> _TASK REQUIREMENTS_
Lay out the stretch of records below, from the line containing "Objective — one point on each instance of the paving" through the end of the records, as a Markdown table with the columns Row and Line. Number each line in sequence and skip blank lines.
------
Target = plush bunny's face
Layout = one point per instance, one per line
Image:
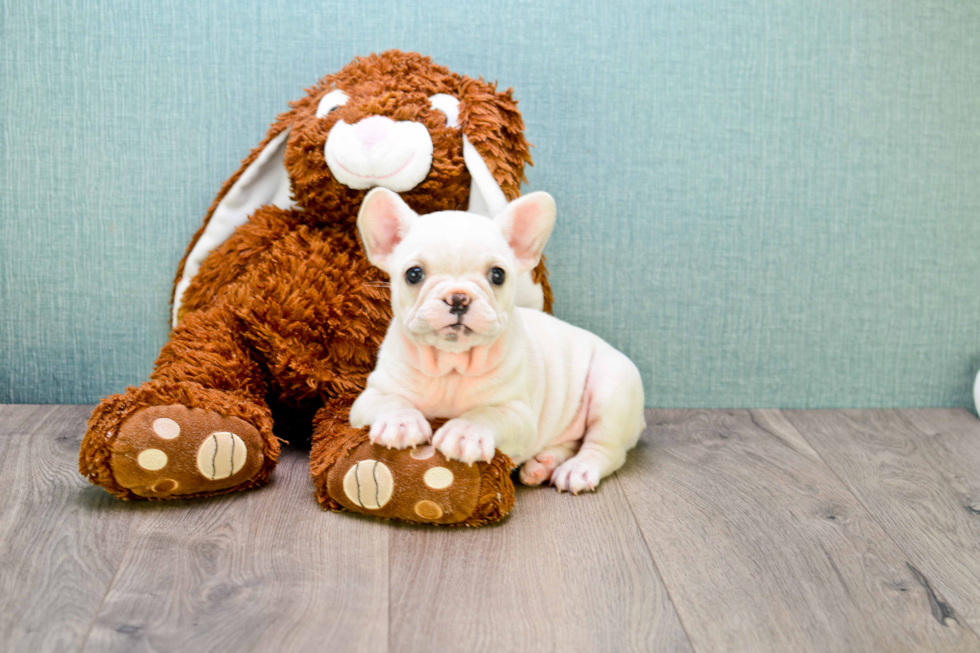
(394, 120)
(399, 121)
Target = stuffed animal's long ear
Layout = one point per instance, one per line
(494, 148)
(383, 221)
(262, 180)
(527, 223)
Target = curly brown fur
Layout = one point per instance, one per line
(287, 311)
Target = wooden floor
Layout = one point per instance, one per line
(726, 530)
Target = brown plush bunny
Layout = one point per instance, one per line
(276, 309)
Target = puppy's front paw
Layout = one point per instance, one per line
(399, 429)
(576, 476)
(465, 441)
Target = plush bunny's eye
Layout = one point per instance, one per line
(414, 275)
(331, 101)
(449, 106)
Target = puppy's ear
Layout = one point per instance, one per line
(527, 223)
(383, 221)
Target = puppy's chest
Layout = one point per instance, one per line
(452, 395)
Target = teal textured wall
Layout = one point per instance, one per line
(764, 203)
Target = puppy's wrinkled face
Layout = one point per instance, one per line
(454, 274)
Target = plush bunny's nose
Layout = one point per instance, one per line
(373, 130)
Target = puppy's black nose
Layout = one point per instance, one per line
(460, 304)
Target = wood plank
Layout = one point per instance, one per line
(763, 548)
(918, 473)
(61, 539)
(562, 573)
(19, 420)
(259, 570)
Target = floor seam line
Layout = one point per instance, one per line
(966, 625)
(653, 560)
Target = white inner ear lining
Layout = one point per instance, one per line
(331, 100)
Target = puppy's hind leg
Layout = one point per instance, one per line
(539, 469)
(613, 425)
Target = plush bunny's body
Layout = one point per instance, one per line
(275, 308)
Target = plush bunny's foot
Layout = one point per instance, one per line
(415, 485)
(169, 451)
(209, 443)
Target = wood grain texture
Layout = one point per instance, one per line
(562, 573)
(61, 539)
(726, 530)
(763, 548)
(918, 472)
(259, 570)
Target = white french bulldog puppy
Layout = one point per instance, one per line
(553, 397)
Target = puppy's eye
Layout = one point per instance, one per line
(414, 275)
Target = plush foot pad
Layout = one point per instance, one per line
(168, 451)
(419, 485)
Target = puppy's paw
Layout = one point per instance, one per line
(465, 441)
(576, 476)
(400, 429)
(539, 469)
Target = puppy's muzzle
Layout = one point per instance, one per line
(459, 304)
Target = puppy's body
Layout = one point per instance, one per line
(550, 395)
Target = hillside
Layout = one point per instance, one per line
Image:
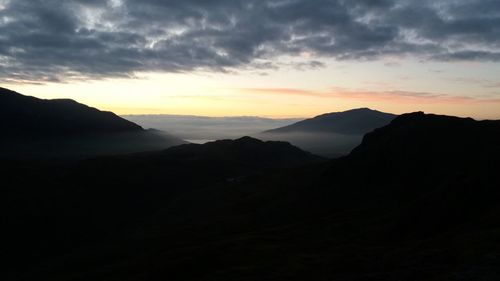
(417, 200)
(332, 134)
(62, 128)
(350, 122)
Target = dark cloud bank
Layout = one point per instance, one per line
(51, 40)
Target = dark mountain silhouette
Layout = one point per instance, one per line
(331, 134)
(352, 122)
(29, 116)
(416, 200)
(32, 127)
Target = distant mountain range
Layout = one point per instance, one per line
(331, 134)
(35, 127)
(204, 128)
(416, 200)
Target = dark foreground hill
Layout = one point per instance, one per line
(417, 200)
(34, 128)
(331, 134)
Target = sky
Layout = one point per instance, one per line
(274, 58)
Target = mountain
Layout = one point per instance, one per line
(331, 134)
(203, 128)
(29, 116)
(416, 200)
(32, 127)
(350, 122)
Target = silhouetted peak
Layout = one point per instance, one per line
(23, 116)
(247, 139)
(354, 121)
(429, 134)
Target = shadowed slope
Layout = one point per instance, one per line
(354, 122)
(36, 128)
(28, 116)
(331, 134)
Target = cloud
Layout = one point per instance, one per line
(395, 96)
(50, 40)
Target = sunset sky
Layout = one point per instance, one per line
(279, 58)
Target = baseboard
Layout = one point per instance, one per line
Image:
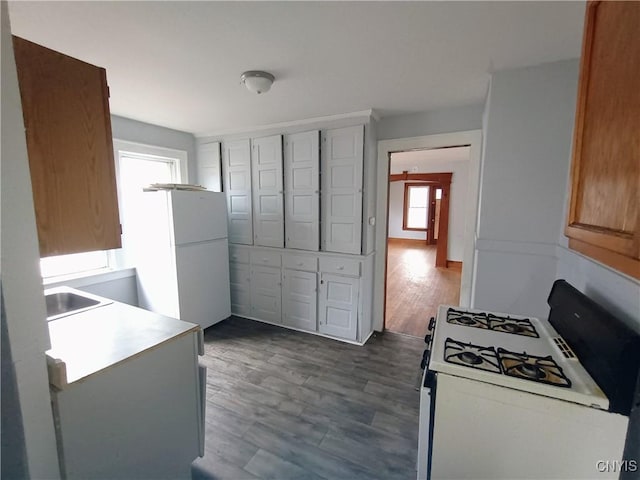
(454, 265)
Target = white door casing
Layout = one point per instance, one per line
(266, 293)
(266, 173)
(299, 297)
(236, 168)
(209, 164)
(338, 305)
(342, 165)
(302, 190)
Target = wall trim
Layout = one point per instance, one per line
(385, 149)
(364, 114)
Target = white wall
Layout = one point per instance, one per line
(427, 161)
(456, 119)
(528, 130)
(520, 245)
(23, 310)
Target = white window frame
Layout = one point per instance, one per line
(123, 148)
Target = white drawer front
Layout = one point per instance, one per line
(340, 266)
(269, 259)
(238, 254)
(307, 263)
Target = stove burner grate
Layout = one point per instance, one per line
(531, 367)
(469, 355)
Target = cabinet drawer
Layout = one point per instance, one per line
(307, 263)
(340, 266)
(238, 254)
(261, 257)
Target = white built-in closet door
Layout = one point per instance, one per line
(236, 169)
(342, 159)
(302, 190)
(209, 166)
(266, 172)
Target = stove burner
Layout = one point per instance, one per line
(465, 320)
(533, 368)
(469, 355)
(470, 358)
(512, 328)
(531, 371)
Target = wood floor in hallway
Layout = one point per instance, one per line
(415, 287)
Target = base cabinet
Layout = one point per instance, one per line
(299, 298)
(240, 275)
(266, 293)
(338, 305)
(315, 293)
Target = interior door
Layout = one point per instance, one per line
(338, 305)
(236, 167)
(302, 190)
(299, 298)
(342, 158)
(266, 169)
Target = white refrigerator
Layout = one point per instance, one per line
(182, 255)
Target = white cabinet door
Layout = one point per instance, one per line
(266, 293)
(240, 275)
(236, 168)
(209, 166)
(302, 190)
(299, 299)
(266, 173)
(342, 163)
(338, 305)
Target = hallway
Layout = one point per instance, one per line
(415, 288)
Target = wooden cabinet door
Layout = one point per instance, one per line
(302, 190)
(236, 169)
(65, 104)
(604, 215)
(299, 298)
(342, 162)
(266, 175)
(209, 166)
(266, 293)
(338, 305)
(240, 285)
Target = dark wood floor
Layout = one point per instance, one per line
(288, 405)
(415, 287)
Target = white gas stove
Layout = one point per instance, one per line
(523, 353)
(505, 396)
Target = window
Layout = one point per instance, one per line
(136, 167)
(416, 206)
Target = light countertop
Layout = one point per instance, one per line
(85, 343)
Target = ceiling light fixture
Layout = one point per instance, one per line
(257, 81)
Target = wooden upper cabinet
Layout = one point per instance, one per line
(604, 218)
(65, 104)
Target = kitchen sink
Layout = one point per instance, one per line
(65, 301)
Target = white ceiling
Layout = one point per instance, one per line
(178, 63)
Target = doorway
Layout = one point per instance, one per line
(426, 204)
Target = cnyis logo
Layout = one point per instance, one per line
(617, 466)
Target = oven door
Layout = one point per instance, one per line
(425, 431)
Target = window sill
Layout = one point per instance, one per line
(92, 277)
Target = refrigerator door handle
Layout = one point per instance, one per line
(202, 378)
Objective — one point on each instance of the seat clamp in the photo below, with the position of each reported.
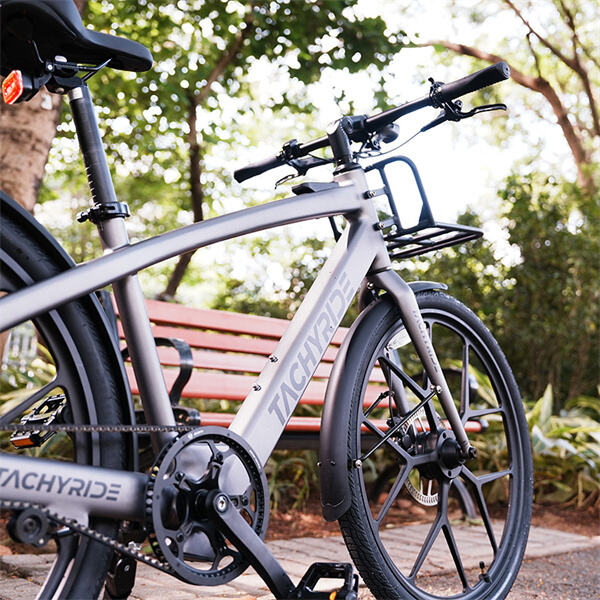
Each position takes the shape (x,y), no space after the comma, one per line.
(102,212)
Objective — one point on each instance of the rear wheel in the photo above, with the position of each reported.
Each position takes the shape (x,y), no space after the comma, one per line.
(60,355)
(416,472)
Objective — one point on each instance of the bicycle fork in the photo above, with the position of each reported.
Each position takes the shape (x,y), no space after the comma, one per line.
(417,330)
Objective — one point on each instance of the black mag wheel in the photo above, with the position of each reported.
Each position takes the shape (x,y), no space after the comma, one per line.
(417,473)
(60,356)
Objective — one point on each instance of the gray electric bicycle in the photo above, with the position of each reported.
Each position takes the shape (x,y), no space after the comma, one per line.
(69,467)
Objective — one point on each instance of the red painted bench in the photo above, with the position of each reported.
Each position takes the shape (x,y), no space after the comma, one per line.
(229,350)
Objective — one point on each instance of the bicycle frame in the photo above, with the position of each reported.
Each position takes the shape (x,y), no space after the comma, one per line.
(360,252)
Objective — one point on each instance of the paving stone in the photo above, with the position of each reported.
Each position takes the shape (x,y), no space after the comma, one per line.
(13,588)
(18,573)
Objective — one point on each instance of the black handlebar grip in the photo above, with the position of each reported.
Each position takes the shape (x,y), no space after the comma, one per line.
(254,169)
(471,83)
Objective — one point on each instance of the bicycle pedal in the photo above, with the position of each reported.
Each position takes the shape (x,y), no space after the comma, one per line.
(45,413)
(317,571)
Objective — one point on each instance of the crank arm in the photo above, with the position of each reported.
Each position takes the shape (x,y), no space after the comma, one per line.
(246,540)
(417,330)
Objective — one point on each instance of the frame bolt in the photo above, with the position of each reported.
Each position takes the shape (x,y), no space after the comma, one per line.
(221,503)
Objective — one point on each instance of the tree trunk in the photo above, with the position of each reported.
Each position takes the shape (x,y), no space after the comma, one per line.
(26,134)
------
> _IN RESPONSE_
| Row | Line |
|---|---|
| 1 | Objective — one point on each instance of the paving stone in the photo above, with the position of each reported. |
| 2 | Each position takes the shape (x,y), no space after the comma, one per line. |
| 3 | (13,588) |
| 4 | (18,573) |
| 5 | Objective — one point on each instance of the black handlebar grip in the photo above, with the position of each reported. |
| 6 | Each position takes the shape (x,y), no space after the comma, one per line. |
| 7 | (254,169) |
| 8 | (471,83) |
| 9 | Objective — one point on each instance of the bicycle pedal in the photo above, with the position of each reported. |
| 10 | Each position takes the shape (x,y), no space after the comma, one per line. |
| 11 | (45,413) |
| 12 | (317,571) |
| 13 | Objective — one point on each instance of the crank arm in the photo above, with the position of each reported. |
| 14 | Each position takes the shape (x,y), no space after the comma, one per line. |
| 15 | (246,540) |
| 16 | (417,330) |
| 17 | Objective — one point on each instance of the frame bolt in the photo above, with the position of each reported. |
| 18 | Each position takes the shape (x,y), no space after the comma, one per line. |
| 19 | (221,503) |
| 20 | Objective — one point on each instance of the tree trunk in the photo above, with the position of each reported. |
| 21 | Each position takes the shape (x,y), no space after the comma, one per line. |
| 22 | (26,134) |